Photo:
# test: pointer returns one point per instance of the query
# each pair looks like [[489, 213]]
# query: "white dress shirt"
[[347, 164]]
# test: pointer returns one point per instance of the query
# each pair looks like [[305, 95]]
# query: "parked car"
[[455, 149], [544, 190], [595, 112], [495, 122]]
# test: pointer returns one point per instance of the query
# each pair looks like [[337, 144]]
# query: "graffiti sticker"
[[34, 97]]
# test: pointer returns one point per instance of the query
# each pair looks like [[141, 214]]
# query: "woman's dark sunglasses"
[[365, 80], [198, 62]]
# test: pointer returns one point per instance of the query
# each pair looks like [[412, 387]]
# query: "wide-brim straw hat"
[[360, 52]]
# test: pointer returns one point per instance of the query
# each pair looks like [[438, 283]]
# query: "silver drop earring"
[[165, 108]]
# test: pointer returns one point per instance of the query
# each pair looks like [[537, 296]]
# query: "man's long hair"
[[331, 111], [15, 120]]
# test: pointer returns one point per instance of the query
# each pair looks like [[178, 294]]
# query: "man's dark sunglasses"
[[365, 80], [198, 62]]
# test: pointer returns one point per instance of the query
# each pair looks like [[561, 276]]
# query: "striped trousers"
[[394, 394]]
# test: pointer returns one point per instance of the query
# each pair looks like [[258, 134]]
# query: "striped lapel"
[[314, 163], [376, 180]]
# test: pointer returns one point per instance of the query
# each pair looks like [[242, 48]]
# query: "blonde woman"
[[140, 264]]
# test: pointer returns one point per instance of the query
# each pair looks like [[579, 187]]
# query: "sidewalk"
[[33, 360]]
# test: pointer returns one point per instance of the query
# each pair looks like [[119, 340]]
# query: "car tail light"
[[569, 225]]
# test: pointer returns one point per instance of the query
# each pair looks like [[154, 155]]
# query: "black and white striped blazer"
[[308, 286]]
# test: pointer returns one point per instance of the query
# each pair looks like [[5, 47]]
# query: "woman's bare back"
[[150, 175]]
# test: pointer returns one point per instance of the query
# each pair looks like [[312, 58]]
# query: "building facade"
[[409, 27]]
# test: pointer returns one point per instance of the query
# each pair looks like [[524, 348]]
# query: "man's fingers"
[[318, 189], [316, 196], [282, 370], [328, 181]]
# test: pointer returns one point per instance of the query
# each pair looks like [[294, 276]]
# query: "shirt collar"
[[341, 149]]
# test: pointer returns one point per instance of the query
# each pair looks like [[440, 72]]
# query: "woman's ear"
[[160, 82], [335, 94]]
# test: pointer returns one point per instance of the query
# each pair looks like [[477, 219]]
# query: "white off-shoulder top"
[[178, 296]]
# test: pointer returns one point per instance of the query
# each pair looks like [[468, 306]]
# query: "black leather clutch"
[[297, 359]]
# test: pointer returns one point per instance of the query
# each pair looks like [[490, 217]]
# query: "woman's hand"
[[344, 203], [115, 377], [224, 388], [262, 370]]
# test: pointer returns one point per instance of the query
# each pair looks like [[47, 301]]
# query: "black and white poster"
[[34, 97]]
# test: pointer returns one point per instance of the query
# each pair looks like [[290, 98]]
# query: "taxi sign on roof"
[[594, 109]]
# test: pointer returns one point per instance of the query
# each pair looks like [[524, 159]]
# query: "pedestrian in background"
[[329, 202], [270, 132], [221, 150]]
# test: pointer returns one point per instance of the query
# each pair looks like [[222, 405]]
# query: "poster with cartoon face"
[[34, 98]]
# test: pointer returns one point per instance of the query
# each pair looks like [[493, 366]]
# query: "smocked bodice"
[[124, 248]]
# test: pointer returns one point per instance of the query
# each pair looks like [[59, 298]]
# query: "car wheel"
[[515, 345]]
═══
• [WHAT YOU ARE ASKED TO DO]: A faithful copy of all the records is required.

• [YOUR SOLUTION]:
Photo:
# test: pointer returns one point per instance of the query
# each pair looks like [[489, 213]]
# query: "white dress shirt"
[[347, 164]]
# test: pointer returns one point per instance of the query
# each pair looks like [[305, 95]]
# query: "parked car"
[[455, 149], [544, 190], [595, 112], [495, 122]]
# test: pointer returns one point per instance of the query
# each pair looks like [[337, 144]]
# query: "graffiti sticker"
[[34, 97]]
# test: pointer returns one point per instance of the query
# each pair looks like [[141, 214]]
# query: "woman's dark sunglasses"
[[365, 80], [198, 62]]
# test: pointer returns one point per instance of the query
# each pair looks like [[412, 387]]
# query: "wide-brim straw hat"
[[360, 52]]
# test: pointer returns one point per instance of the query
# each pair looks like [[438, 283]]
# query: "silver drop earring"
[[165, 108]]
# test: pointer returns one point per instance of the query
# each pair looks like [[537, 296]]
# query: "man's long hair"
[[331, 111], [15, 120]]
# test: pointer returns one point per instance of the query
# each pair looks like [[178, 294]]
# query: "man's dark sunglasses"
[[365, 80], [198, 62]]
# test: pointer returns one point per instance of the query
# each pair looks like [[561, 276]]
# query: "striped trousers"
[[394, 394]]
# test: pointer returns one point per instance of the query
# each pair looks like [[258, 134]]
# query: "striped lapel"
[[314, 163], [376, 180]]
# test: pointer returns one point per instance of the query
# each pair looks like [[242, 48]]
# query: "blonde woman"
[[140, 264]]
# test: pointer returns one point per instance of the query
# each pair looks like [[579, 187]]
# query: "sidewalk"
[[33, 360]]
# test: pointer returns one point per instance of the query
# each pair looks like [[119, 340]]
# query: "car tail light"
[[569, 225]]
# test: pointer returns one point per instance of the query
# each pair looks like [[154, 155]]
# query: "black and white striped blazer"
[[308, 286]]
# test: pointer returns one point per instance of the query
# each pair looks like [[5, 47]]
# query: "woman's bare back"
[[150, 175]]
# test: pointer returns one point per instance of the query
# each pair looks like [[312, 58]]
# query: "building facade"
[[409, 27]]
# test: pointer returns one point per instance of the query
# each pair looks like [[524, 348]]
# query: "man's fingers"
[[318, 189], [316, 196], [282, 370], [328, 181]]
# test: pointer returns one point per instance of the query
# each pair looks like [[294, 276]]
# query: "shirt collar"
[[341, 149]]
# test: pointer returns one point per instance of the query
# each pair looks like [[440, 72]]
# query: "woman's ear"
[[160, 82], [335, 94]]
# test: pointer returns one point per instance of the query
# each pair looks like [[477, 219]]
# query: "white off-shoulder top"
[[178, 296]]
# test: pointer returns one point per instance of the query
# each pair looks like [[468, 306]]
# query: "black leather clutch"
[[297, 359]]
# test: pointer returns one point per instance of the query
# each pair looks like [[490, 217]]
# query: "woman's hand"
[[344, 203], [115, 377], [224, 388], [262, 370]]
# test: pointer returns one point per instance of the query
# each pair looks like [[47, 301]]
# query: "black and white poster"
[[34, 97]]
# test: pointer returns one point per instance of the query
# each pair looks like [[290, 98]]
# query: "taxi sign on roof"
[[594, 109]]
# test: pointer returns one point per instance of the query
# each pair looks like [[524, 159]]
# query: "pedestrian in background"
[[329, 202], [270, 132], [221, 150]]
# test: pointer returns one point per instance of the query
# each pair looks like [[222, 405]]
# query: "poster with cartoon face"
[[34, 98]]
# test: pointer returns one point per instance of the query
# each pair looks like [[493, 366]]
# query: "smocked bodice"
[[124, 248]]
# test: pointer returns one point per instance of the query
# each pair looks like [[59, 298]]
# query: "car wheel"
[[515, 345]]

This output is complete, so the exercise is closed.